Written exercise A: Can you rewrite the records below, switching "wildlife tally" to "field survey" wherever it appears and leaving everything else unchanged?

Text section:
○ ○ ○ ○ ○
According to the Enterprise, the letters were not dated, and were discovered by some returning residents as early as last Wednesday. To make matters worse, in addition to kicking their renters out, the property management company was nevertheless demanding this month’s rent.

“September rent is currently due,” the letter reportedly stated. “However, due to the current circumstances there will be no late fees charged for the month of September.”

Sunlight Manor, whose management company ITEX did not return the Enterprise’s multiple requests for comment, is not unique in demanding rent from residents in spite of the devastation wrought by the storm. In Houston’s St. James Apartments, Maria Soto said that moldy walls did not stop her rental agency from coming to collect.

“They told me I have to pay, and that if we don’t, there will be an eviction,” Soto told the Houston Press. “I have to pay for other stuff. I have to pay for clothes for the kids, shoes — all the shoes got wet. I have to buy new shoes for everybody. I’ve been looking for a new apartment for a week, but it’s so expensive everywhere. And a lot of places say they don’t want evictions.”

While rental agencies clearly have an obligation to repair their damaged units, evictions—like those facing the residents of Sunlight Manor, and threatened against the St. James Apartment renters—could end up adding to the already massive number of Texans forced to relocate to shelters.

“This is not the right time to evict [renters],” Houston Mayor Sylvester Turner declared during a recent city council meeting. “There’s not adequate housing for them to go to if they’re evicted.”
○ ○ ○ ○ ○
[Dataset excerpt]
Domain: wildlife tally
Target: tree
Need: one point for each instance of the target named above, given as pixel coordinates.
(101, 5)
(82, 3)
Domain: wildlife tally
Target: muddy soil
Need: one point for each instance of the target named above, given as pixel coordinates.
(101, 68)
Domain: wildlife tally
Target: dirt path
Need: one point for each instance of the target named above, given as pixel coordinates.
○ ○ ○ ○ ○
Written exercise B: Can you proceed with the text about renters facing rent demands and evictions after the storm, picking up where it stops?

Final answer A:
Domain: field survey
Target: tree
Need: one point for each instance of the target named above, given as pixel coordinates.
(101, 5)
(82, 3)
Domain: field survey
Target: muddy soil
Need: one point for each instance of the target named above, given as pixel coordinates.
(101, 68)
Domain: field survey
Target: dirt path
Need: one point for each instance of the target named above, given as pixel coordinates.

Final answer B:
Speaking with the Press, Lone Star Legal Aid Litigation Director Rich Tomlinson explained that Texas’ rental laws are skewed heavily to favor landlords, which grants them wide discretionary powers to determine when to break leases and evict tenants—or whether to keep tenants in their potentially damaged units while still demanding rent.

“If the place is a huge wreck, you can argue it’s totally unusable,” Tomlinson explained. “But there can be disagreements about that. Landlords might say it’s not. And you owe the rent until the lease is terminated.”

And it’s not just renters who are at risk in the aftermath of Hurricane Harvey. According to Black Knight Financial Services, some 300,000 home owners may fall behind on their mortgages, with approximately half of them becoming seriously delinquent. And while Freddie Mac, Frannie Mae, and the Federal Housing Administration recently announced a temporary moratorium on evictions and foreclosures as a result of the storm, the possibility of late payments, growing interest on said payments, or homeowners who are simply unable to shoulder the cost of repairing their houses sets the stage for major problems down the road.

For renters at Sunlight Mannor, however, the problems are much more immediate.

“They took the rent,” Erielle Templeton told the Enterprise. “And then kicked us out.”